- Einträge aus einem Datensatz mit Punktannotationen
▼▼▼
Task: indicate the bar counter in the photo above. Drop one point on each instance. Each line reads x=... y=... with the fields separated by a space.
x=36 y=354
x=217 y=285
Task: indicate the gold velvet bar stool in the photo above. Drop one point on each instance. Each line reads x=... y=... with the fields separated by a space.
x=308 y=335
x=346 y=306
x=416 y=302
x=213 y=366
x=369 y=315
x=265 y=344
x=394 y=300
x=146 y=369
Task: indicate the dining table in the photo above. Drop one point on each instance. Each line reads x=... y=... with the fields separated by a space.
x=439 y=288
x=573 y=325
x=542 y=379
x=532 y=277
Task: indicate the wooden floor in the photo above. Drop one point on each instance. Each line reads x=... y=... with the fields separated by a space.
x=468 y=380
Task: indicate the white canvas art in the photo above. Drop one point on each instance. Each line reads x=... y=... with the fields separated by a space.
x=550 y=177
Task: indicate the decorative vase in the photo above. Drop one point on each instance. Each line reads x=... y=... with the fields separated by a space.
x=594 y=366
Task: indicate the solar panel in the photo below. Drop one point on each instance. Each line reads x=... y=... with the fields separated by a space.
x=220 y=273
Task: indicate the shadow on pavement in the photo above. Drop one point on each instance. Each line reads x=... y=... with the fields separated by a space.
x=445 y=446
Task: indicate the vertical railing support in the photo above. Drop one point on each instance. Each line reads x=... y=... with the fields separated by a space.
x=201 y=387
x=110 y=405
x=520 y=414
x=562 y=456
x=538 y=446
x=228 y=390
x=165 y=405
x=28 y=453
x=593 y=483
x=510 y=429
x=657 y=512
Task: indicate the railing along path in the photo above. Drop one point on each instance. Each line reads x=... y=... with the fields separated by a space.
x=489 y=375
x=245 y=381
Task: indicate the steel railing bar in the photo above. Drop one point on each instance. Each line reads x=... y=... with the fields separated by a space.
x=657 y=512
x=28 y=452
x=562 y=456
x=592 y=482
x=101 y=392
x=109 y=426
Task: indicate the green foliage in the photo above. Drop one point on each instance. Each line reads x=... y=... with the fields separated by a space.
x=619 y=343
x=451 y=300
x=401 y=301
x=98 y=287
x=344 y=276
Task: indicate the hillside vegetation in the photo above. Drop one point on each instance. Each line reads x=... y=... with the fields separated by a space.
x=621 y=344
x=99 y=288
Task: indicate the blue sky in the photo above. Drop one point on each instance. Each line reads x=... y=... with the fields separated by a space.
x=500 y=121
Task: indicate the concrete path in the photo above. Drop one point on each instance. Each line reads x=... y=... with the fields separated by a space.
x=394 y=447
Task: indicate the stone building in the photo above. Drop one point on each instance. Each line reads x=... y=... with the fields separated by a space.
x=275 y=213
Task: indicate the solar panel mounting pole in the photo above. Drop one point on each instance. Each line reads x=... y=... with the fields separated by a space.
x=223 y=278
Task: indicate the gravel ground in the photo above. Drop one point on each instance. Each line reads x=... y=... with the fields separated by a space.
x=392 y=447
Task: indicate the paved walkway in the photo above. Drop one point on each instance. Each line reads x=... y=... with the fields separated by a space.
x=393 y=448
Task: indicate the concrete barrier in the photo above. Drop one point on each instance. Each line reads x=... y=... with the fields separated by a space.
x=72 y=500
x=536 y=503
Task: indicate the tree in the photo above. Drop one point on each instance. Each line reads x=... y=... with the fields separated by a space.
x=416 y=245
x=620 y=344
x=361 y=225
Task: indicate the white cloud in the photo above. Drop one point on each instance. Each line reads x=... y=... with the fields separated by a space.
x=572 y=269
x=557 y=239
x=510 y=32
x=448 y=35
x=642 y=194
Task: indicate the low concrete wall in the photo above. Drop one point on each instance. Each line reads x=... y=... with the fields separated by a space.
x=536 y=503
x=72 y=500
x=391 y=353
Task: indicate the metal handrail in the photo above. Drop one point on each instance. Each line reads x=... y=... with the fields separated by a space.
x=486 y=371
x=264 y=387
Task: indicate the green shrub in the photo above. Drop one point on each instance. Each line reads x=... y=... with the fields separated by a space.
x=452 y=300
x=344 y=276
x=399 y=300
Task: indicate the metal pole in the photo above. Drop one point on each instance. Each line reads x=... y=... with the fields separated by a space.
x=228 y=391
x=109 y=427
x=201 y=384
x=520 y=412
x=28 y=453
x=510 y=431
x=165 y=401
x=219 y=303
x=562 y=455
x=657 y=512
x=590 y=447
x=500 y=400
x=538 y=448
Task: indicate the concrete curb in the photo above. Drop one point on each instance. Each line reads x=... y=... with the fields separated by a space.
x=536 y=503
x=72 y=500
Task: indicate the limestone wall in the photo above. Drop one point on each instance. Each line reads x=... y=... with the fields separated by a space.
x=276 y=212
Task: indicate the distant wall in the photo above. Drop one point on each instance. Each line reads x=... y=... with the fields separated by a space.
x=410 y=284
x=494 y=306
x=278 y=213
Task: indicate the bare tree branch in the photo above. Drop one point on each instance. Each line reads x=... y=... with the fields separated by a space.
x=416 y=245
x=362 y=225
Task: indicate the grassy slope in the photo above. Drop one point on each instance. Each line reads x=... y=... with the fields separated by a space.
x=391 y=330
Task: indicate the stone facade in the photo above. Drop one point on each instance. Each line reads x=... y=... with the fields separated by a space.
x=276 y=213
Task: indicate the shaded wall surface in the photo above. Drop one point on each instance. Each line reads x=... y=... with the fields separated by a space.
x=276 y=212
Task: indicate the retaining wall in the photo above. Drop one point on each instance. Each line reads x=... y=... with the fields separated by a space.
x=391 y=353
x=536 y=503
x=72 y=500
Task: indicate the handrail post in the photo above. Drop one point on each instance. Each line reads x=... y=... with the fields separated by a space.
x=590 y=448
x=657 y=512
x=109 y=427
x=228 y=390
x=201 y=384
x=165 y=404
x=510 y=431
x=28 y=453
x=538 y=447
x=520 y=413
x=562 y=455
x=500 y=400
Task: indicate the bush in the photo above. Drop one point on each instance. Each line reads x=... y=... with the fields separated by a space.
▲▲▲
- AUFGABENSTELLUNG
Überführe sämtliche Zeilen der obigen Einträge in eine nummerierte Liste und lass dabei Leerzeilen weg.

- ERGEBNIS DER AUFGABE
1. Task: indicate the bar counter in the photo above. Drop one point on each instance. Each line reads x=... y=... with the fields separated by a space.
2. x=36 y=354
3. x=217 y=285
4. Task: indicate the gold velvet bar stool in the photo above. Drop one point on each instance. Each line reads x=... y=... with the fields separated by a space.
5. x=308 y=335
6. x=346 y=306
7. x=416 y=302
8. x=213 y=366
9. x=369 y=315
10. x=265 y=344
11. x=394 y=300
12. x=146 y=369
13. Task: indicate the dining table in the photo above. Drop one point on each instance. Each line reads x=... y=... with the fields separated by a space.
14. x=439 y=288
15. x=573 y=325
16. x=542 y=379
17. x=532 y=277
18. Task: indicate the wooden floor in the photo above. Drop one point on each instance. Each line reads x=... y=... with the fields separated by a space.
19. x=468 y=380
20. Task: indicate the white canvas art in the photo above. Drop one point on each instance. Each line reads x=... y=... with the fields separated by a space.
21. x=550 y=177
22. Task: indicate the decorative vase in the photo above. Drop one point on each instance. Each line reads x=... y=... with the fields separated by a space.
23. x=594 y=366
24. Task: indicate the solar panel in the photo below. Drop one point on each instance. Each line reads x=... y=... with the fields separated by a space.
25. x=220 y=273
26. Task: indicate the shadow on pavement in the photo above. Drop one point on each instance. Each line reads x=... y=... with the fields separated by a space.
27. x=445 y=446
28. Task: indicate the vertical railing support in the photo above. Drop one point on each instance. Each line reads x=... y=... with the fields separated by a space.
29. x=201 y=387
30. x=110 y=405
31. x=520 y=414
32. x=562 y=456
33. x=538 y=446
34. x=228 y=390
35. x=165 y=405
36. x=28 y=453
37. x=593 y=483
38. x=510 y=429
39. x=657 y=512
40. Task: indicate the railing along path in the photo above. Drop one point on each instance. Each line reads x=... y=... with the fields separated by a space.
41. x=489 y=375
42. x=245 y=381
43. Task: indicate the steel railing bar in the photo above. Drop one point on each instance. Each line reads x=... y=... with the fields separated by a space.
44. x=657 y=512
45. x=28 y=452
46. x=562 y=456
47. x=592 y=482
48. x=101 y=392
49. x=109 y=426
50. Task: indicate the green foliage in the photo above. Drop one point on each instance. Each line reads x=... y=... with the fields separated by a space.
51. x=619 y=343
52. x=451 y=300
53. x=401 y=301
54. x=98 y=287
55. x=344 y=276
56. Task: indicate the hillside vegetation in the photo above. Drop one point on each instance. Each line reads x=... y=... with the fields separated by a space.
57. x=621 y=344
58. x=99 y=288
59. Task: indicate the blue sky in the photo above. Drop one point on each instance. Each line reads x=... y=... with the fields separated by a space.
60. x=500 y=121
61. Task: indicate the concrete path in the photo above. Drop one point on each instance. Each line reads x=... y=... with the fields separated by a space.
62. x=394 y=447
63. Task: indicate the stone building in the photo above. Drop one point on each instance. Each line reads x=... y=... with the fields separated by a space.
64. x=275 y=213
65. Task: indicate the solar panel mounting pole in the photo above. Drop one point on each instance. Each line reads x=... y=... with the fields separated by a space.
66. x=223 y=278
67. Task: indicate the gravel ground in the photo above. Drop one point on each instance. Each line reads x=... y=... with the fields separated by a space.
68. x=392 y=447
69. Task: indicate the paved walkway in the photo above. Drop one point on each instance. Each line reads x=... y=... with the fields separated by a space.
70. x=393 y=448
71. Task: indicate the concrete barrier in the photo above. Drop one point on each instance. Each line reads x=... y=... with the fields separated by a space.
72. x=72 y=500
73. x=536 y=503
74. Task: indicate the tree in the photo above. Drop one point on each instance. Each line reads x=... y=... with the fields separated by a space.
75. x=416 y=245
76. x=620 y=344
77. x=361 y=225
78. Task: indicate the white cloud in the photo above. Drop one point on each instance. Each line reads x=... y=... with the fields separated by a space.
79. x=572 y=269
80. x=557 y=239
81. x=510 y=32
82. x=448 y=35
83. x=642 y=194
84. Task: indicate the low concrete wall in the photo above. Drop one point on each instance. Each line reads x=... y=... with the fields separated by a space.
85. x=536 y=503
86. x=72 y=500
87. x=391 y=353
88. Task: indicate the metal handrail in the photo above. Drop one point on each instance. Each line reads x=... y=... with the fields separated by a space.
89. x=486 y=371
90. x=264 y=387
91. Task: indicate the green shrub in the photo above. Drop one point on each instance. Each line reads x=... y=... with the fields separated by a space.
92. x=452 y=300
93. x=344 y=276
94. x=399 y=300
95. Task: indicate the metal pole in the photo above. Drop one point on each instance. Each line reads x=... y=... with the fields separated by a space.
96. x=228 y=391
97. x=109 y=427
98. x=201 y=384
99. x=520 y=412
100. x=28 y=453
101. x=510 y=431
102. x=165 y=401
103. x=219 y=303
104. x=562 y=455
105. x=657 y=512
106. x=590 y=447
107. x=500 y=400
108. x=538 y=448
109. Task: indicate the concrete curb in the photo above. Drop one point on each instance. Each line reads x=... y=... with the fields separated by a space.
110. x=536 y=503
111. x=72 y=500
112. Task: indicate the limestone wall in the photo above. Drop one point on each instance. Each line reads x=... y=... with the fields separated by a space.
113. x=276 y=212
114. Task: indicate the distant wall in the photo above. Drop one point on each instance. Each line reads x=... y=... with the fields separated by a space.
115. x=410 y=284
116. x=494 y=306
117. x=278 y=213
118. Task: indicate the bare tree branch in the photo above. Drop one point on each instance. Each line reads x=... y=... with the fields separated by a space.
119. x=416 y=245
120. x=362 y=225
121. Task: indicate the grassy slope in the photo above. Drop one point on each instance. Each line reads x=... y=... with the fields separated by a space.
122. x=391 y=330
123. Task: indicate the stone facade in the photo above. Drop one point on each instance. Each line reads x=... y=... with the fields separated by a space.
124. x=276 y=213
125. Task: indicate the shaded wall surface in the photo above. Drop one point on each instance. Each line reads x=... y=... with the fields separated by a space.
126. x=276 y=212
127. Task: indicate the retaining wall in the photo above. Drop one point on each instance. Each line reads x=... y=... with the fields separated by a space.
128. x=391 y=353
129. x=536 y=503
130. x=72 y=500
131. Task: indicate the handrail post in the photo above. Drop one point on each instance. Each line reads x=... y=... with the fields separated by a space.
132. x=590 y=448
133. x=657 y=512
134. x=109 y=427
135. x=228 y=390
136. x=201 y=384
137. x=165 y=404
138. x=510 y=431
139. x=28 y=453
140. x=538 y=447
141. x=520 y=413
142. x=562 y=455
143. x=500 y=400
144. Task: indicate the bush in the photo above. Drop one point on each instance. Each line reads x=... y=... with the fields separated by a space.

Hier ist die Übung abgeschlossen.